▶ **Provided text**:

For 10 years, Ross has invited local schoolchildren to the tiny museum behind his house for a day of outdoor activities, and to meet inspiring people from around the world.

“I feel I have a golden opportunity to get people to do these things,” he said of the crate-museum that allows him to talk to people. “When I tell them I have this little museum in my backyard that was the crate used to ship the Spirit of St. Louis home, they say ‘what?’ And I get to tell them my story and what I do.”

Ross took the wooden crate and made a museum honoring Charles Lindbergh and his flight over the Atlantic in the Spirit of St. Louis.

The first cross Atlantic flight, 74 years ago, is celebrated each year in Canaan and held up as a model for children to believe in their dreams. Creating the museum was a dream fulfilled for Ross and the basis for his volunteer work with school children. Crate Day is an extension of his efforts to inspire children.

This year’s visitors included Majors Kim Terpening and George McAllister, the flight nurse and pilot of the LC-130 aircraft that flew a daring mission to Antarctica in October 1999 to rescue Dr. Jerri Neilsen. The doctor was diagnosed with breast cancer and trapped at the South Pole without the necessary treatment to save her life.

“It was an amazing mission,” Terpening said of the lifesaving flight. “I didn’t understand the magnitude of it at the time. My focus was on caring for Dr. Neilsen.

“But this is pretty amazing, too,” she said waving her arm at the activities at Ross’s hillside home. “It’s no small feat to get a Blackhawk helicopter here, to arrange a flyby with a C-5 Galaxy or a C-130.”

Terpening said if there is a message to take from her experience or the activities that Ross undertakes it is “anything is possible.”

Crate Day gets more inspiring every year, according to Bonnie Ross, Larry Ross’ sister-in-law.

“He knows how to use his energy,” she said. “This is pretty phenomenal. He has opened a lot of doors for a lot of kids.”

Betty Wing, a teacher from the Canaan Elementary School, said Ross makes the event better every year.

“We keep thinking he will burn out,” Wing said. “He makes children think beyond the classroom – the sky is the limit. And dreams aren’t foolish. He gives them a can-do spirit.”

Photo-based referring expression data
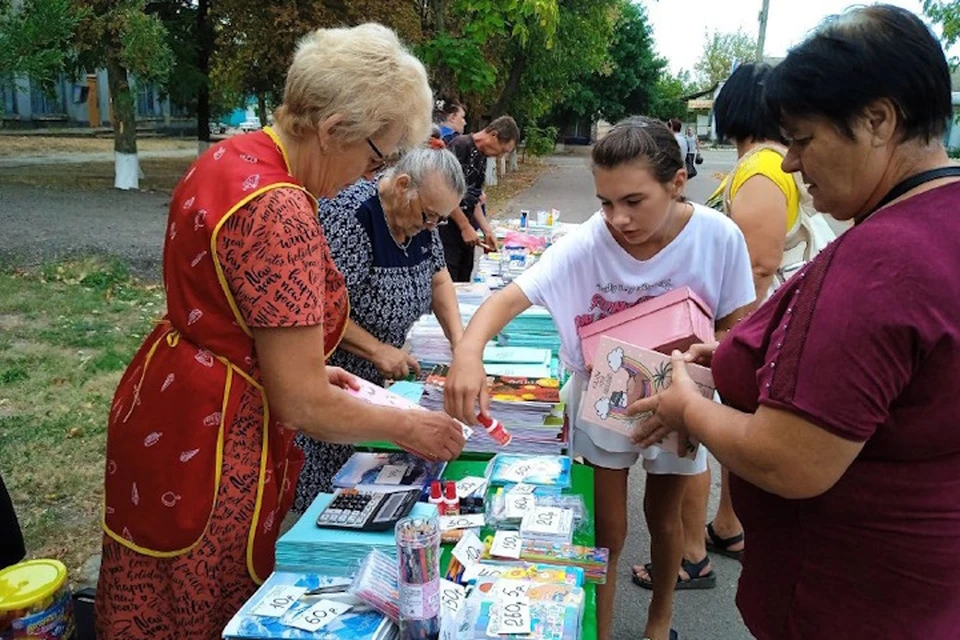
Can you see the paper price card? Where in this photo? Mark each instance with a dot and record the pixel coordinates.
(470, 521)
(452, 596)
(518, 505)
(482, 571)
(470, 485)
(278, 601)
(514, 616)
(392, 474)
(506, 544)
(544, 520)
(318, 616)
(469, 550)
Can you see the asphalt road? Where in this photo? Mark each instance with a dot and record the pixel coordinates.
(698, 615)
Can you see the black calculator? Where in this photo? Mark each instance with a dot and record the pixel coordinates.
(367, 510)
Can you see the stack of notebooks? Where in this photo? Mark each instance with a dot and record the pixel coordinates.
(269, 614)
(528, 408)
(334, 552)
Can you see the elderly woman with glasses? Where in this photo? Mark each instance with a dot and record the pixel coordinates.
(383, 237)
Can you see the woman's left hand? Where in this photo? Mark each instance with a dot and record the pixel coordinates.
(667, 407)
(340, 378)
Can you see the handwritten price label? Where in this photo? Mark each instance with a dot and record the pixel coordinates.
(471, 521)
(506, 544)
(391, 474)
(318, 616)
(469, 550)
(470, 485)
(452, 596)
(514, 616)
(278, 601)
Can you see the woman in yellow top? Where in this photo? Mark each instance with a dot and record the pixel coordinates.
(765, 203)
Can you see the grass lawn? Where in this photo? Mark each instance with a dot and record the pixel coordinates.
(66, 335)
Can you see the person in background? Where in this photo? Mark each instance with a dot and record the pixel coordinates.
(472, 150)
(840, 425)
(200, 462)
(383, 238)
(452, 118)
(693, 148)
(12, 549)
(637, 246)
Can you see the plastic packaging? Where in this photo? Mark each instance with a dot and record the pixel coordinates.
(418, 557)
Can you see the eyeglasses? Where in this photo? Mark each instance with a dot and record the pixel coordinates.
(381, 159)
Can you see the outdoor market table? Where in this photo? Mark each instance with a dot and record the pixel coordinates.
(582, 485)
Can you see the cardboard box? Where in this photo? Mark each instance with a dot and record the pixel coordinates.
(674, 320)
(624, 373)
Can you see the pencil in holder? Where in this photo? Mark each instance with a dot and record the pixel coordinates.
(418, 560)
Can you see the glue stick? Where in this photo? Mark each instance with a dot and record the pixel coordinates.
(495, 430)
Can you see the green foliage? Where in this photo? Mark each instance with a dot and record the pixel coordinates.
(36, 40)
(540, 140)
(719, 52)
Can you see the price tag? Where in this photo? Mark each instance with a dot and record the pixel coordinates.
(391, 474)
(514, 616)
(318, 616)
(470, 485)
(278, 601)
(469, 550)
(452, 596)
(506, 544)
(468, 521)
(518, 505)
(546, 520)
(482, 571)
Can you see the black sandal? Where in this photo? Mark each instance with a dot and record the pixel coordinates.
(696, 579)
(716, 544)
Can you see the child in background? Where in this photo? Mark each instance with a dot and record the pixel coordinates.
(645, 241)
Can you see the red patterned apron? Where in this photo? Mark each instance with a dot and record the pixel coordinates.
(182, 389)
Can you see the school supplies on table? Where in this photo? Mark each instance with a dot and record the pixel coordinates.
(376, 584)
(399, 469)
(281, 609)
(624, 373)
(418, 559)
(335, 552)
(547, 471)
(367, 510)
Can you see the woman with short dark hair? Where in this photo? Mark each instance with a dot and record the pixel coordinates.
(840, 430)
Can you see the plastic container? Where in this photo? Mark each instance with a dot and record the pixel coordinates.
(418, 557)
(35, 602)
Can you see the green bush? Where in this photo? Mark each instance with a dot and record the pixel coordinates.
(541, 140)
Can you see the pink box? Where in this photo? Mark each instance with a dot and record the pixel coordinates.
(674, 320)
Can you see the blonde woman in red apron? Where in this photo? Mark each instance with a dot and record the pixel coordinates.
(200, 463)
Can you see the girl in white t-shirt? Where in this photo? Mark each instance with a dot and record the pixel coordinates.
(646, 240)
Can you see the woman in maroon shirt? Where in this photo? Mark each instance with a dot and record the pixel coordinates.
(842, 416)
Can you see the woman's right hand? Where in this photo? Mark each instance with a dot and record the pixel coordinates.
(701, 353)
(465, 385)
(431, 434)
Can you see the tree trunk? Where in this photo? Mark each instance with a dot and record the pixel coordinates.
(124, 119)
(262, 108)
(204, 53)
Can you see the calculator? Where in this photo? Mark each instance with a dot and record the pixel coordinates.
(367, 510)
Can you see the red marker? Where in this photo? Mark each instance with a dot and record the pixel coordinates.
(495, 430)
(436, 498)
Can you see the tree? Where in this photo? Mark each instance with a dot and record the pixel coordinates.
(44, 38)
(947, 15)
(720, 51)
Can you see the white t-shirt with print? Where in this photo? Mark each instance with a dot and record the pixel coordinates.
(587, 276)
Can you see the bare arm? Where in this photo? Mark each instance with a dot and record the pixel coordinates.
(301, 397)
(760, 210)
(466, 381)
(446, 308)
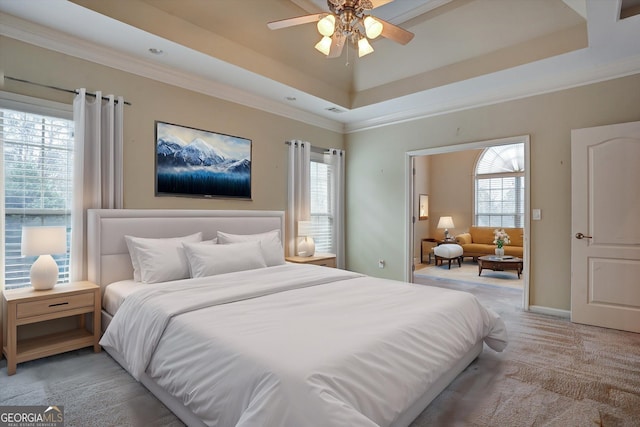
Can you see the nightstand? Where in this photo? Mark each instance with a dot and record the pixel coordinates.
(325, 260)
(25, 306)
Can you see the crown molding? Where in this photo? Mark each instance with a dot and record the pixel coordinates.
(54, 40)
(504, 86)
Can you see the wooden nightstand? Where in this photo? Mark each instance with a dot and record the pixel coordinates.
(325, 260)
(26, 305)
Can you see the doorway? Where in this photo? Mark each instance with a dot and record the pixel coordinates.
(415, 228)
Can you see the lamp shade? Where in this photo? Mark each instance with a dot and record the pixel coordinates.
(364, 48)
(327, 25)
(304, 228)
(44, 240)
(445, 222)
(373, 27)
(324, 45)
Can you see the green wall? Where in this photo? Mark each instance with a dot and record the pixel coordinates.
(376, 175)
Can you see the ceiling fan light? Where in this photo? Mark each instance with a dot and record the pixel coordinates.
(364, 48)
(372, 27)
(327, 25)
(324, 45)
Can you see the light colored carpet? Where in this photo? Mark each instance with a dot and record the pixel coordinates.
(553, 373)
(468, 273)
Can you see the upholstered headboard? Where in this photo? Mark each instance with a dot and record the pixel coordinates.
(107, 254)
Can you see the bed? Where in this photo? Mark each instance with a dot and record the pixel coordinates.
(275, 343)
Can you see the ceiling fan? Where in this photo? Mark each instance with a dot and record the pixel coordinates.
(348, 21)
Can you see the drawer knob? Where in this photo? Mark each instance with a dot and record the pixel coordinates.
(57, 304)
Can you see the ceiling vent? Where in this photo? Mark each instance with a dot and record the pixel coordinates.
(629, 8)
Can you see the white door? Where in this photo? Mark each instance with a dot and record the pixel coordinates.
(605, 249)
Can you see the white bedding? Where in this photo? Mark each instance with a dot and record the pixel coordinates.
(117, 292)
(296, 345)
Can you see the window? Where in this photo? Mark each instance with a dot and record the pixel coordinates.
(321, 206)
(37, 150)
(499, 191)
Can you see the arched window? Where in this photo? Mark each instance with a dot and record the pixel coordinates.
(499, 179)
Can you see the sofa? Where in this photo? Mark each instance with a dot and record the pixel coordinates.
(478, 241)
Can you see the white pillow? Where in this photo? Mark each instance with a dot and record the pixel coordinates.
(139, 245)
(270, 242)
(209, 260)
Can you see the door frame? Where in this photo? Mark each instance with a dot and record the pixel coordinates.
(410, 200)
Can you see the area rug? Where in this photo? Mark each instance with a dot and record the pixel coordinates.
(552, 373)
(468, 273)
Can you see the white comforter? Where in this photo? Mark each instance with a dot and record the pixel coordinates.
(297, 345)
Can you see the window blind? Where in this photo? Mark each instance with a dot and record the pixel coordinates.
(499, 192)
(37, 182)
(321, 209)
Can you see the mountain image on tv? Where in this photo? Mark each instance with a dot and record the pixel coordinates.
(201, 163)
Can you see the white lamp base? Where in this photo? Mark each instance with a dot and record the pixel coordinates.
(306, 247)
(44, 273)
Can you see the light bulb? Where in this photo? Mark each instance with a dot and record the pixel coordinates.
(372, 27)
(324, 45)
(327, 25)
(364, 48)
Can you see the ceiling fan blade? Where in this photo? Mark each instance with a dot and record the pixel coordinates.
(337, 44)
(395, 33)
(299, 20)
(378, 3)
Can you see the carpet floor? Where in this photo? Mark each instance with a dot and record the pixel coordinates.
(553, 373)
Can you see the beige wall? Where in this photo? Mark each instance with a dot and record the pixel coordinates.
(453, 194)
(152, 101)
(375, 158)
(376, 165)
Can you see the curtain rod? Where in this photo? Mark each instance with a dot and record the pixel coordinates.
(58, 88)
(314, 149)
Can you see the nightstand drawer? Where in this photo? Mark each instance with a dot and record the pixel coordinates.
(328, 262)
(54, 305)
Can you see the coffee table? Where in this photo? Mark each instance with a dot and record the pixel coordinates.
(492, 262)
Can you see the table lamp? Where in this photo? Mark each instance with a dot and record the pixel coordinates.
(42, 242)
(306, 247)
(446, 222)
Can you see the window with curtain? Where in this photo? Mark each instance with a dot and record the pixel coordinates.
(37, 152)
(499, 189)
(322, 219)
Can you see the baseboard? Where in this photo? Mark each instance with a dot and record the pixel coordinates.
(566, 314)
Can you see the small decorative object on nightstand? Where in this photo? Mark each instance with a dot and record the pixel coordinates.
(25, 306)
(43, 242)
(306, 247)
(325, 260)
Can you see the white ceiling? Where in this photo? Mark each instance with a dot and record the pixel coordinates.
(465, 53)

▶ **Using the information**:
a - From the Crate Day article, echo the passage starting with "Terpening said if" and going on through "better every year.".
b - According to the Crate Day article, what was the wooden crate that Ross turned into a museum originally used for?
c - Pick up the article about Crate Day and Ross's backyard museum after its final sentence and continue it.

▶ **Responses to the exercise**:
a -
Terpening said if there is a message to take from her experience or the activities that Ross undertakes it is “anything is possible.”

Crate Day gets more inspiring every year, according to Bonnie Ross, Larry Ross’ sister-in-law.

“He knows how to use his energy,” she said. “This is pretty phenomenal. He has opened a lot of doors for a lot of kids.”

Betty Wing, a teacher from the Canaan Elementary School, said Ross makes the event better every year.

b - It was the crate used to ship the Spirit of St. Louis home.

c -
In addition to the Antarctic flight crew, children participating this year met Marion Stoddart, who championed the cleanup of the Nashua River in Massachusetts beginning in the early 1960s. Stoddart is the subject of a children’s book by Lynne Cherry, “A River Ran Wild.” Maine Marine Patrol Officer Alan Lear also was a guest. Lear was named New England Conservation Officer of the Year. He was one of two rescuers who saved a young girl after a near-drowning off the coast of Maine in 1997.

Other guests were Deborah Palman, the first woman in the Maine Warden Service; Frank D’Allessandro, a member of the Jubilee Network that works to eliminate debt of Third World countries; Ed Patenaude, a Maine lumberman who helped Sebasticook Farms sawmill in St. Albans stay in business and provide jobs for adults with mental retardation; and Senior Master Sgt. Paul Terpening, a specialist in barren land [winter] survival with the Air National Guard.

Despite the contributions and inspiration of the special guests, the younger guests and even Ross himself, were quickly thrilled with the flyovers of C-5, LC-130 and especially the 104th Fighter Wing A-10 Warthogs, jetfighter aircraft from Long Island, N.Y.

Peter Clark, 15, and Cody Faloon, 13, of Canaan, were thrilled to have the experience of retracing some of Lindbergh’s travels with Ross last year, but Friday their eyes were on the A-10 Warthogs.

“That was cool,” they both agreed.

“Yeah,” Ross exclaimed as he gave a kick in the air when the jets made repeated passes. “I live in a great country. It is so great to me the number of people willing to go out of their way to make this happen for strangers.”